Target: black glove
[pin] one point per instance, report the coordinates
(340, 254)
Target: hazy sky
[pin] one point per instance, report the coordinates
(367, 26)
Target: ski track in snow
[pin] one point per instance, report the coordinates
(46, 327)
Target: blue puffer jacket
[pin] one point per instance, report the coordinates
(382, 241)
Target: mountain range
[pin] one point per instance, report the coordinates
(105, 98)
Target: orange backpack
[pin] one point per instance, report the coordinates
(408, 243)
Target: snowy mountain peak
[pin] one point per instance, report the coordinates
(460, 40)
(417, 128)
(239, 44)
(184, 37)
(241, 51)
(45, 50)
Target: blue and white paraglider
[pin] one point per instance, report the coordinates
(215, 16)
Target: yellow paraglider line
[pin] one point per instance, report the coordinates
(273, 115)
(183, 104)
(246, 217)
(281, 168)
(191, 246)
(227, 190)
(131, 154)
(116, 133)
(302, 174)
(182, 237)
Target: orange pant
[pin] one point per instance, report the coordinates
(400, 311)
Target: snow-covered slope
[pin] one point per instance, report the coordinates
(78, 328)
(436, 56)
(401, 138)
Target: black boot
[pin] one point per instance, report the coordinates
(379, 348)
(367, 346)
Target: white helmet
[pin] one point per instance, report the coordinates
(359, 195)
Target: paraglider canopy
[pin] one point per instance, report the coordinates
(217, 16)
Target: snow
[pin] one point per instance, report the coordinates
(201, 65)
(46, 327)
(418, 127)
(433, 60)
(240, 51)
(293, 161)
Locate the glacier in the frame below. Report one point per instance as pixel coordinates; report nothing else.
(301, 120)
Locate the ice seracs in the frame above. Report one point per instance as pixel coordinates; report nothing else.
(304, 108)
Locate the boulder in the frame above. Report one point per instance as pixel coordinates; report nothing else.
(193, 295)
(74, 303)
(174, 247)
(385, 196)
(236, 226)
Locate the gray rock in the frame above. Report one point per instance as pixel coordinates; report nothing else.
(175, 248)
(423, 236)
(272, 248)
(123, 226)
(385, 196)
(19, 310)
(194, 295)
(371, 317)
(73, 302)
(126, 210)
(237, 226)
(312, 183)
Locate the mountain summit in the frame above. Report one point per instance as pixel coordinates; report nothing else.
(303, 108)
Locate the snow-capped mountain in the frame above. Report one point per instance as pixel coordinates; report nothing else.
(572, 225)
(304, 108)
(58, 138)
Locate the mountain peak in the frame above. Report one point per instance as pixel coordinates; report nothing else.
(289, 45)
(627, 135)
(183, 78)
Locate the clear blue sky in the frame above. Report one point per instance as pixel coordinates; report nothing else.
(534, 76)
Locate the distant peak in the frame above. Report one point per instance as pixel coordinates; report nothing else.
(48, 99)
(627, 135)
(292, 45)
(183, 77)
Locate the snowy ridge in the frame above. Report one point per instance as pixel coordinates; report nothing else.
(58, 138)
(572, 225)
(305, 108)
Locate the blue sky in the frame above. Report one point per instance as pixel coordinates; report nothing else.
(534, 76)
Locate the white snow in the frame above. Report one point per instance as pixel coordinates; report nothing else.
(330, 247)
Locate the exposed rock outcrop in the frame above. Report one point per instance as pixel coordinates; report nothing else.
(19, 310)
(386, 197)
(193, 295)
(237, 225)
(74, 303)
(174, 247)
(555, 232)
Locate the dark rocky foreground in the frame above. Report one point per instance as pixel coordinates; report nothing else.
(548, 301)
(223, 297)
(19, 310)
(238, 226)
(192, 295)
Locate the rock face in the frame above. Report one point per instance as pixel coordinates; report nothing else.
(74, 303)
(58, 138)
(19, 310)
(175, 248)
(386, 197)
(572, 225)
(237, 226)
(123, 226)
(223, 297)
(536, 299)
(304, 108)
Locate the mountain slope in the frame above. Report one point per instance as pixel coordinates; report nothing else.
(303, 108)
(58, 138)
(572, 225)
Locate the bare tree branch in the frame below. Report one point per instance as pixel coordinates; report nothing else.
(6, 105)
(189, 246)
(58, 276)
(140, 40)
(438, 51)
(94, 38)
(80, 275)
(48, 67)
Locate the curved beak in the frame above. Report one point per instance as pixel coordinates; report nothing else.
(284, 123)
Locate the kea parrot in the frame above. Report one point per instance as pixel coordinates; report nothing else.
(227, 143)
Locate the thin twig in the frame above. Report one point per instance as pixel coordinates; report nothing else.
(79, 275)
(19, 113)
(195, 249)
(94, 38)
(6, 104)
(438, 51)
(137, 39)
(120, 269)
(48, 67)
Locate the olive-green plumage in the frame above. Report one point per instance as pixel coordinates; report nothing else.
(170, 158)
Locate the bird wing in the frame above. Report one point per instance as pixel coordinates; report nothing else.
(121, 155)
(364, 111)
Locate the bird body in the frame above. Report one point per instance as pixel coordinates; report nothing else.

⁂

[THE TASK]: Copy each entry exactly, leaving every line as it is.

[FINISHED TASK]:
Target: black glove
[pin] one point per instance, report the coordinates
(340, 254)
Target: hazy sky
[pin] one point per instance, report the coordinates
(367, 26)
Target: ski track in snow
[pin] one point per instance, report the coordinates
(46, 327)
Target: blue puffer jacket
[pin] one point per instance, report the coordinates
(382, 241)
Target: mountain range
[pin] one point per instance, report the coordinates
(105, 98)
Target: orange backpack
[pin] one point per instance, report the coordinates
(408, 243)
Target: snowy mountain peak
[pin] one point per instance, report the coordinates
(460, 40)
(417, 128)
(239, 44)
(184, 37)
(241, 51)
(45, 50)
Target: blue and white paraglider
[pin] one point per instance, report the coordinates
(215, 16)
Target: yellow paraglider line
[pin] one point per instance, report the coordinates
(273, 115)
(183, 104)
(246, 217)
(281, 168)
(191, 246)
(227, 190)
(131, 154)
(116, 133)
(302, 174)
(182, 237)
Target: orange pant
[pin] one point per instance, report the coordinates
(400, 311)
Target: snow-covered slope
[pin] one point per instance, report the coordinates
(78, 328)
(436, 56)
(401, 138)
Target: black boot
[pin] one point per instance, report the coordinates
(379, 348)
(367, 346)
Target: white helmet
[pin] one point per instance, report the coordinates
(359, 195)
Target: paraglider canopy
[pin] one point per instance, report the coordinates
(217, 16)
Target: snow
[pin] one point per instance, report the coordinates
(201, 65)
(46, 327)
(418, 127)
(433, 60)
(240, 51)
(293, 161)
Locate the glacier in the frame below. Report one point per instance as pixel coordinates; report nothing else.
(301, 120)
Locate the ice seracs in the frame above. Report one point per instance as pixel coordinates; report nothing else.
(304, 108)
Locate the boulder in the frame above. Report one point per instance as pixel coordinates; report nothing else.
(193, 295)
(74, 303)
(174, 247)
(385, 196)
(236, 226)
Locate the gray rock in the frame above. Report one point per instance as pixel coordinates; report nothing else.
(175, 248)
(423, 236)
(272, 248)
(123, 226)
(385, 196)
(19, 310)
(194, 295)
(371, 317)
(73, 302)
(126, 210)
(237, 226)
(312, 183)
Locate the mountain summit in the frame above. Report one point per instance as pixel coordinates; report nothing else.
(303, 108)
Locate the snow-capped mountain in the frame above. Report one point per instance as pixel coordinates; report nothing else.
(572, 225)
(304, 108)
(58, 138)
Locate the mountain peak in the frame above. Report one point per instance as pixel coordinates; report nothing else.
(289, 45)
(627, 135)
(183, 78)
Locate the clear blue sky in the frame above. Report one point per instance as pixel coordinates; report nothing else.
(534, 76)
Locate the distant peak in the frame above. Report one point per instance as pixel coordinates; report nothing else.
(48, 99)
(627, 135)
(292, 45)
(183, 77)
Locate the snowy ridge in the frame above. Report one point per instance as pixel coordinates; report nothing else.
(58, 138)
(572, 225)
(305, 108)
Locate the blue sky in the frame above. Report one point per instance as pixel coordinates; report nothing else.
(534, 76)
Locate the white snow in the frame above. Report one point per instance as pixel coordinates; report nothing else.
(330, 247)
Locate the exposed rock outcrop in the frame above. Report one point per instance as pixel coordinates; report nothing else.
(19, 310)
(386, 197)
(193, 295)
(237, 225)
(74, 303)
(174, 247)
(555, 232)
Locate the dark rocky foreground in the frame above. Report one point per instance as pixel coordinates; report nothing else.
(548, 301)
(223, 297)
(19, 310)
(238, 226)
(192, 295)
Locate the rock face in the frame above. Report one point per instance as pixel coordinates; report nothing else.
(74, 303)
(58, 138)
(19, 310)
(175, 248)
(386, 197)
(572, 225)
(237, 226)
(123, 226)
(223, 297)
(536, 299)
(304, 108)
Locate the mountain slope in the frame above. Report one point per instance as pixel coordinates; report nothing else.
(303, 108)
(58, 138)
(572, 225)
Locate the bare tree branch in the frame below. Report one point per instance as pixel coordinates; report nothing else.
(6, 105)
(189, 246)
(58, 276)
(140, 40)
(438, 51)
(94, 38)
(80, 275)
(48, 67)
Locate the curved beak in the frame above. Report one point per instance as pixel coordinates; report nothing else.
(284, 123)
Locate the kea parrot in the frame above. Report one point per instance as pixel coordinates; report nothing else.
(227, 143)
Locate the thin twig in the frame above. Report one point per instance as pixel coordinates; report nothing else.
(79, 275)
(19, 113)
(195, 249)
(94, 38)
(6, 104)
(438, 51)
(137, 39)
(120, 269)
(48, 67)
Locate the olive-green plumage in the frame above. Report one point per instance as pixel coordinates; report nothing else.
(170, 158)
Locate the bird wing in the frame above. Report one point per instance as pixel coordinates; report nothing else.
(121, 155)
(364, 111)
Locate the bird body in the frame above. Report one point per instance as pixel coordinates; report nothing else.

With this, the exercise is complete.